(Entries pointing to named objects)
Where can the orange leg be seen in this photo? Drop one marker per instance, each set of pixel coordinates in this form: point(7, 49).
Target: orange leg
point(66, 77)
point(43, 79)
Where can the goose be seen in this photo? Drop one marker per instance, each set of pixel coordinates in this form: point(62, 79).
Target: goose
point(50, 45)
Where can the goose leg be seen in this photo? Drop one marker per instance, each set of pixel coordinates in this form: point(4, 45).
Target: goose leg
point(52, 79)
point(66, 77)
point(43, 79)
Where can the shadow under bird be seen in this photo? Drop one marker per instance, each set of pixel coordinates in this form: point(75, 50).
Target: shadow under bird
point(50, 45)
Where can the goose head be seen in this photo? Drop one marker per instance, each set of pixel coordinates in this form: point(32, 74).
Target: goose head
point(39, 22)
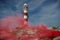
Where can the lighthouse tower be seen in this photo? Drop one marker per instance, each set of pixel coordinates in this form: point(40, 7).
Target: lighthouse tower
point(25, 14)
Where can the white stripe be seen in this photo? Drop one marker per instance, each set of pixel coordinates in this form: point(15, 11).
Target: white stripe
point(25, 17)
point(25, 11)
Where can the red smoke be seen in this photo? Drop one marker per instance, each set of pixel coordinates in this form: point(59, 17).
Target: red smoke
point(10, 30)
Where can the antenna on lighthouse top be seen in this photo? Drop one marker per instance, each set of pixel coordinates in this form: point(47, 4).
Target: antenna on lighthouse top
point(25, 14)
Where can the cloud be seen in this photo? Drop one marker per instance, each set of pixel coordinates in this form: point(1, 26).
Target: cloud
point(48, 14)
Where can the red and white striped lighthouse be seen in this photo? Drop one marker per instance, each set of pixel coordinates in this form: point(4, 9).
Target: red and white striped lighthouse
point(25, 14)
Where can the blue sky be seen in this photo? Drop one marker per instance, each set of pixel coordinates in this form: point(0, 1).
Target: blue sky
point(40, 11)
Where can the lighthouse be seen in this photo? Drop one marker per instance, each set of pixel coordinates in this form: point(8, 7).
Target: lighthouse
point(25, 14)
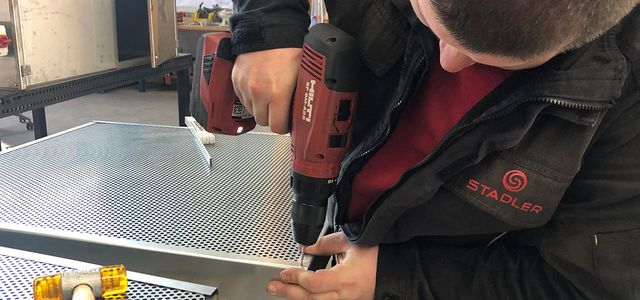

## WHAT YOU NEED TO DO
Put every line of the material above into a Markdown table with the columns Row and Line, numbering the rows and leaving out blank lines. Omit the pictures.

## RESPONSE
| Row | Line |
|---|---|
| 1 | Where can the orange leg be seen in this photo? Drop one marker per instance, each set of pixel coordinates in this form: point(7, 49). |
| 2 | Target: orange leg |
| 3 | point(66, 77) |
| 4 | point(43, 79) |
| 5 | Where can the goose be seen in this photo? Drop one marker per instance, each set of pixel coordinates in this form: point(62, 79). |
| 6 | Target: goose |
| 7 | point(50, 45) |
| 8 | Where can the goose leg be seen in this photo? Drop one marker per instance, each set of pixel coordinates in this form: point(4, 45). |
| 9 | Target: goose leg |
| 10 | point(52, 79) |
| 11 | point(66, 77) |
| 12 | point(43, 79) |
| 13 | Where can the shadow under bird be seen in this photo? Drop one marker per instance, each set of pixel coordinates in this form: point(75, 50). |
| 14 | Target: shadow under bird |
| 15 | point(50, 45) |
| 16 | Where can the goose head be seen in this photo? Drop one marker per instance, each set of pixel coordinates in this form: point(32, 74). |
| 17 | Target: goose head |
| 18 | point(39, 22) |
| 19 | Where can the lighthouse tower be seen in this photo? Drop one marker per instance, each set of pixel coordinates in this form: point(40, 7). |
| 20 | Target: lighthouse tower |
| 21 | point(25, 14) |
| 22 | Where can the white stripe be seen in this photo? Drop one marker per instance, each set of pixel coordinates in this form: point(15, 11). |
| 23 | Target: white stripe |
| 24 | point(25, 17) |
| 25 | point(25, 11) |
| 26 | Where can the red smoke be seen in this photo? Drop one marker per instance, each set of pixel coordinates in this form: point(59, 17). |
| 27 | Target: red smoke |
| 28 | point(10, 30) |
| 29 | Where can the antenna on lighthouse top be seen in this photo? Drop one marker per instance, each set of pixel coordinates in this form: point(47, 4). |
| 30 | Target: antenna on lighthouse top |
| 31 | point(25, 14) |
| 32 | Where can the cloud be seen in this photo? Drop one marker per instance, each set of pixel coordinates in this form: point(1, 26). |
| 33 | Target: cloud |
| 34 | point(48, 14) |
| 35 | Where can the red and white striped lighthouse be seen in this photo? Drop one marker per instance, each set of pixel coordinates in this form: point(4, 9). |
| 36 | Target: red and white striped lighthouse |
| 37 | point(25, 14) |
| 38 | Where can the blue sky be seen in this photo? Drop one marker per instance, each set of pixel coordinates in this form: point(0, 1). |
| 39 | Target: blue sky |
| 40 | point(40, 11) |
| 41 | Where can the lighthouse be seen in this photo? Drop one marker per instance, each set of pixel coordinates in this form: point(8, 7). |
| 42 | Target: lighthouse |
| 43 | point(25, 14) |